*PROBLEM REQUIREMENTS:* Render the part of the entries below that opens with the line containing "rope on boat." and runs through the end of the entries as a numbered list, leaving out any blank lines. Include that first line and the last line.

*MATERIAL FOR THIS TASK:*
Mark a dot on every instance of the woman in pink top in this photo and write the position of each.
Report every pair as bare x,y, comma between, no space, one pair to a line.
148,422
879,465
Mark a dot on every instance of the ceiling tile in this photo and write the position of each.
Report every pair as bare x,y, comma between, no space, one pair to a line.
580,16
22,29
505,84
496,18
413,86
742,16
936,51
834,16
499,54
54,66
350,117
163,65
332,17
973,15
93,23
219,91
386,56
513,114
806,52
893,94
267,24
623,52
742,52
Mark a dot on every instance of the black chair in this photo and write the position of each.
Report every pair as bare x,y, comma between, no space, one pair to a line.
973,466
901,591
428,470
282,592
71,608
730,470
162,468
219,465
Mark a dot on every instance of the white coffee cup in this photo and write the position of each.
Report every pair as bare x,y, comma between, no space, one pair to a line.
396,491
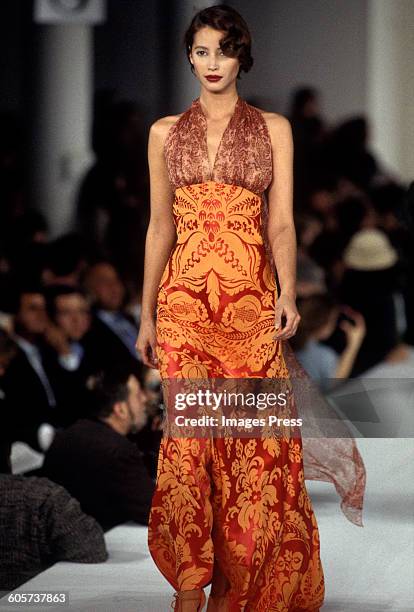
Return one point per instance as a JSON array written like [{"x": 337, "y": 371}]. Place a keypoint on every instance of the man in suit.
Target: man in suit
[
  {"x": 30, "y": 396},
  {"x": 113, "y": 332},
  {"x": 71, "y": 363},
  {"x": 96, "y": 462}
]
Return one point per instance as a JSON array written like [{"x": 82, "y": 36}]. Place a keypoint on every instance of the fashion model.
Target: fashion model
[{"x": 230, "y": 512}]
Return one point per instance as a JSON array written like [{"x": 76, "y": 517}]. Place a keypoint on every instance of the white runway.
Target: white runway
[{"x": 367, "y": 569}]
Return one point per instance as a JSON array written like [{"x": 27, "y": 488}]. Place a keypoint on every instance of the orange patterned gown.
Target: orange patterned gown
[{"x": 238, "y": 502}]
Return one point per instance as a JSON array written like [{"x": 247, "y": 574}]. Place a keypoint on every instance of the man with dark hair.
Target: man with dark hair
[
  {"x": 113, "y": 332},
  {"x": 96, "y": 462},
  {"x": 70, "y": 364}
]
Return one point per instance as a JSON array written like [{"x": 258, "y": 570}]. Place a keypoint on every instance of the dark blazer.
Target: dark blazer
[
  {"x": 40, "y": 525},
  {"x": 26, "y": 405},
  {"x": 103, "y": 470},
  {"x": 104, "y": 346}
]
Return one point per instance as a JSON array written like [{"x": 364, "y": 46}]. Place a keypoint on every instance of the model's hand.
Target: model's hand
[
  {"x": 146, "y": 343},
  {"x": 286, "y": 307}
]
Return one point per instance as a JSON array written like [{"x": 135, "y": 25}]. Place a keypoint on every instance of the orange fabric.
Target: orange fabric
[
  {"x": 243, "y": 501},
  {"x": 240, "y": 501}
]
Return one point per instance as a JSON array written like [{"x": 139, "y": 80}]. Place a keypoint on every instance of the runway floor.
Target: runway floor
[{"x": 367, "y": 569}]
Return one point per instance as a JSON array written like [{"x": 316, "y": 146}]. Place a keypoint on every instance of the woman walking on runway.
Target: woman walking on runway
[{"x": 233, "y": 512}]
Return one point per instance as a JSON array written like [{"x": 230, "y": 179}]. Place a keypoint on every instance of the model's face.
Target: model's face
[{"x": 209, "y": 60}]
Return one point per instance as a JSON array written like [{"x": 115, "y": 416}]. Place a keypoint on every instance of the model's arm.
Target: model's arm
[
  {"x": 161, "y": 236},
  {"x": 281, "y": 229}
]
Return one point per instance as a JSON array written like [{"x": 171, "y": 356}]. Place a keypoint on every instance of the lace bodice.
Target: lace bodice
[{"x": 244, "y": 155}]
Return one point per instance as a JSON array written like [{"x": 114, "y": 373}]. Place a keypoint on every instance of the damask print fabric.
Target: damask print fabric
[{"x": 241, "y": 502}]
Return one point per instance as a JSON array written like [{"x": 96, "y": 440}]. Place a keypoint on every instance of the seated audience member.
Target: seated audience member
[
  {"x": 69, "y": 315},
  {"x": 96, "y": 462},
  {"x": 29, "y": 392},
  {"x": 64, "y": 261},
  {"x": 8, "y": 350},
  {"x": 319, "y": 315},
  {"x": 370, "y": 280},
  {"x": 42, "y": 524},
  {"x": 113, "y": 333}
]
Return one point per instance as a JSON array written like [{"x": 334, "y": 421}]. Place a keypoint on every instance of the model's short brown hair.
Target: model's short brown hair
[{"x": 237, "y": 40}]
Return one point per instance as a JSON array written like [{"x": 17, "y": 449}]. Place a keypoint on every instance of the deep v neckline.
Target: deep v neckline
[{"x": 223, "y": 136}]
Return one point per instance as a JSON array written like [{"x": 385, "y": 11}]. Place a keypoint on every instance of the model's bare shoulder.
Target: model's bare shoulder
[
  {"x": 277, "y": 124},
  {"x": 160, "y": 128}
]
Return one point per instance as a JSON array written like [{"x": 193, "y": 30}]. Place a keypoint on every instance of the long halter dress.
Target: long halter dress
[{"x": 238, "y": 502}]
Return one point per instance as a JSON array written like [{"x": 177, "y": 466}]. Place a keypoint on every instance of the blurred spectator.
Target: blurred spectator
[
  {"x": 347, "y": 153},
  {"x": 27, "y": 383},
  {"x": 71, "y": 365},
  {"x": 308, "y": 131},
  {"x": 96, "y": 462},
  {"x": 69, "y": 313},
  {"x": 310, "y": 276},
  {"x": 369, "y": 283},
  {"x": 346, "y": 216},
  {"x": 8, "y": 350},
  {"x": 113, "y": 332},
  {"x": 319, "y": 317},
  {"x": 42, "y": 524},
  {"x": 65, "y": 261}
]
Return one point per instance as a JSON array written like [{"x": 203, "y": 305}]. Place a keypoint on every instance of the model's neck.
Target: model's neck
[{"x": 218, "y": 105}]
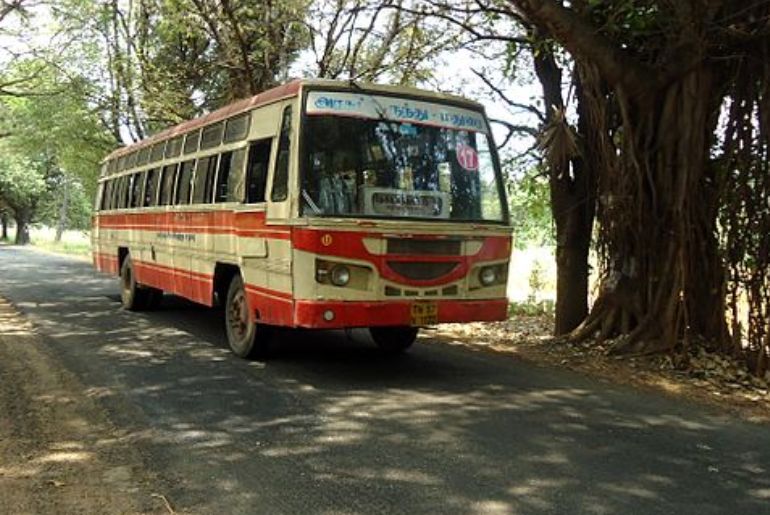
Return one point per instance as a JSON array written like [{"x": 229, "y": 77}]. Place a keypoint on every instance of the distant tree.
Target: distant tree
[{"x": 24, "y": 187}]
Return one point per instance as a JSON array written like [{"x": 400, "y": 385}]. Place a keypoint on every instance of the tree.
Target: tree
[
  {"x": 565, "y": 148},
  {"x": 657, "y": 75},
  {"x": 374, "y": 40},
  {"x": 23, "y": 187}
]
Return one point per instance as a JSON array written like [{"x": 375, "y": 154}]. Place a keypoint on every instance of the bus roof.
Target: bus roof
[{"x": 287, "y": 90}]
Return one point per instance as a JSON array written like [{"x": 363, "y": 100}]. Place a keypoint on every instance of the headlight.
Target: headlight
[
  {"x": 488, "y": 275},
  {"x": 340, "y": 275}
]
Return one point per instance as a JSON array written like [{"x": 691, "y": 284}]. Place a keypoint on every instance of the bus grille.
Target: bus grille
[
  {"x": 408, "y": 246},
  {"x": 422, "y": 271}
]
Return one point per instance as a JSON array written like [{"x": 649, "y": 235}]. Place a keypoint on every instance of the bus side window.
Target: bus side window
[
  {"x": 167, "y": 185},
  {"x": 281, "y": 179},
  {"x": 256, "y": 171},
  {"x": 151, "y": 188},
  {"x": 114, "y": 194},
  {"x": 137, "y": 182},
  {"x": 106, "y": 192},
  {"x": 123, "y": 192},
  {"x": 184, "y": 182},
  {"x": 204, "y": 179},
  {"x": 230, "y": 178}
]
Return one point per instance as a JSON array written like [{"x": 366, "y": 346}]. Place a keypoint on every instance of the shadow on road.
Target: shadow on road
[{"x": 331, "y": 425}]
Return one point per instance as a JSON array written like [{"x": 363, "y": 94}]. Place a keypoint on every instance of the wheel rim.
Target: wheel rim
[
  {"x": 238, "y": 317},
  {"x": 126, "y": 282}
]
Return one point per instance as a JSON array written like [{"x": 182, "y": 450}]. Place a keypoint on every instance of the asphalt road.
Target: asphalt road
[{"x": 328, "y": 425}]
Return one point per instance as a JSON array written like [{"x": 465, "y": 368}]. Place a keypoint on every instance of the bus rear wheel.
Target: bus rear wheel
[
  {"x": 393, "y": 340},
  {"x": 133, "y": 296},
  {"x": 246, "y": 338}
]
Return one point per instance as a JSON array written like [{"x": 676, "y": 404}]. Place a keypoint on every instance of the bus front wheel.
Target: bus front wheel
[
  {"x": 133, "y": 296},
  {"x": 393, "y": 340},
  {"x": 245, "y": 337}
]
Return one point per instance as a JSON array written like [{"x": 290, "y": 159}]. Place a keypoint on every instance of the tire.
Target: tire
[
  {"x": 246, "y": 338},
  {"x": 132, "y": 296},
  {"x": 393, "y": 340}
]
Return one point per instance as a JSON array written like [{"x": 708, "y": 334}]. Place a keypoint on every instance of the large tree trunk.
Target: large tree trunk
[
  {"x": 572, "y": 188},
  {"x": 664, "y": 278},
  {"x": 61, "y": 224},
  {"x": 22, "y": 227},
  {"x": 4, "y": 224}
]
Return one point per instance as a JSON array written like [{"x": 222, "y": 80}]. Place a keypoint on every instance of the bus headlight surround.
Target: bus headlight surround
[
  {"x": 488, "y": 275},
  {"x": 340, "y": 275}
]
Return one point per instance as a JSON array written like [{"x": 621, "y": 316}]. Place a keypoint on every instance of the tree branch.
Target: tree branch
[{"x": 583, "y": 41}]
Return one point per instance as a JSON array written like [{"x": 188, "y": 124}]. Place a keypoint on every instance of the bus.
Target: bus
[{"x": 317, "y": 204}]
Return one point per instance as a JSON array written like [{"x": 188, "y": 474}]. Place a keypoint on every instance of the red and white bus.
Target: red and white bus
[{"x": 316, "y": 204}]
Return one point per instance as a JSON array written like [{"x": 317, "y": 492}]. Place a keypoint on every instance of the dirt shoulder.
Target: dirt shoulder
[
  {"x": 706, "y": 378},
  {"x": 58, "y": 450}
]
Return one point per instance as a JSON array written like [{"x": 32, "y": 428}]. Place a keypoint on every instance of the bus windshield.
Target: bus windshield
[{"x": 387, "y": 158}]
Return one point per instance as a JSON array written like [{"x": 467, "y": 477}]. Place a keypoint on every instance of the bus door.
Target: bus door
[
  {"x": 181, "y": 246},
  {"x": 277, "y": 232}
]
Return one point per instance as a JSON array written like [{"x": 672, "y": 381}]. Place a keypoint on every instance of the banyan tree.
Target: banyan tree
[{"x": 678, "y": 97}]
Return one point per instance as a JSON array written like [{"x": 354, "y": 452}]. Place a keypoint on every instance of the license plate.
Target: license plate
[{"x": 424, "y": 313}]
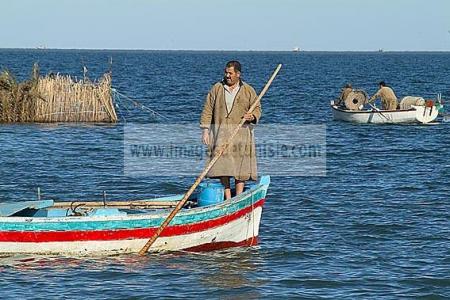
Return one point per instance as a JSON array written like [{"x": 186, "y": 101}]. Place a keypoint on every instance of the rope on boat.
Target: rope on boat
[{"x": 118, "y": 97}]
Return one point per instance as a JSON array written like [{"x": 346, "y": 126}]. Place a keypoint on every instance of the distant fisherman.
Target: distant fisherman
[{"x": 387, "y": 95}]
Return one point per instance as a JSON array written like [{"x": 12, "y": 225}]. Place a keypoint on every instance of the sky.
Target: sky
[{"x": 260, "y": 25}]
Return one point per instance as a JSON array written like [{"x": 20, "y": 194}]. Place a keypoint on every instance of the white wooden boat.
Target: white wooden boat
[
  {"x": 416, "y": 114},
  {"x": 81, "y": 228}
]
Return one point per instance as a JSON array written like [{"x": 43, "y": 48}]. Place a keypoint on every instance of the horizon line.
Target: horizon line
[{"x": 381, "y": 50}]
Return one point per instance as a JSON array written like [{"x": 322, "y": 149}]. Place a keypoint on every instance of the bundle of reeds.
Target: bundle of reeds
[{"x": 55, "y": 98}]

*RESPONSE TO THE TASK:*
1. Return one point per instance as a JSON array written like [{"x": 186, "y": 101}]. Place a keypoint on every instance of the rope on boat.
2. Target: rope on boat
3. [{"x": 118, "y": 97}]
4. Return one point per instance as a JSON array written like [{"x": 346, "y": 126}]. Place a keypoint on every instance of the distant fisherman.
5. Target: distant fisherman
6. [{"x": 387, "y": 95}]
7. Return one point per instance as a JSON array written like [{"x": 12, "y": 225}]. Place a keypoint on every instance of the sky.
8. Target: sky
9. [{"x": 260, "y": 25}]
10. Return one point per instance as a JSON array written like [{"x": 20, "y": 194}]. Place a keypoint on every instance of the white wooden boat.
11. Target: white wooden boat
12. [
13.   {"x": 416, "y": 114},
14.   {"x": 81, "y": 228}
15. ]
16. Return one point per instance as a JSON array written like [{"x": 43, "y": 48}]. Place a keypoint on every instance of the horizon line.
17. Target: horizon line
18. [{"x": 381, "y": 50}]
19. Return one point per instance as a JSON array written like [{"x": 322, "y": 149}]. Place a keypoint on every instance of the bundle of reeds.
20. Target: bundle of reeds
21. [{"x": 55, "y": 98}]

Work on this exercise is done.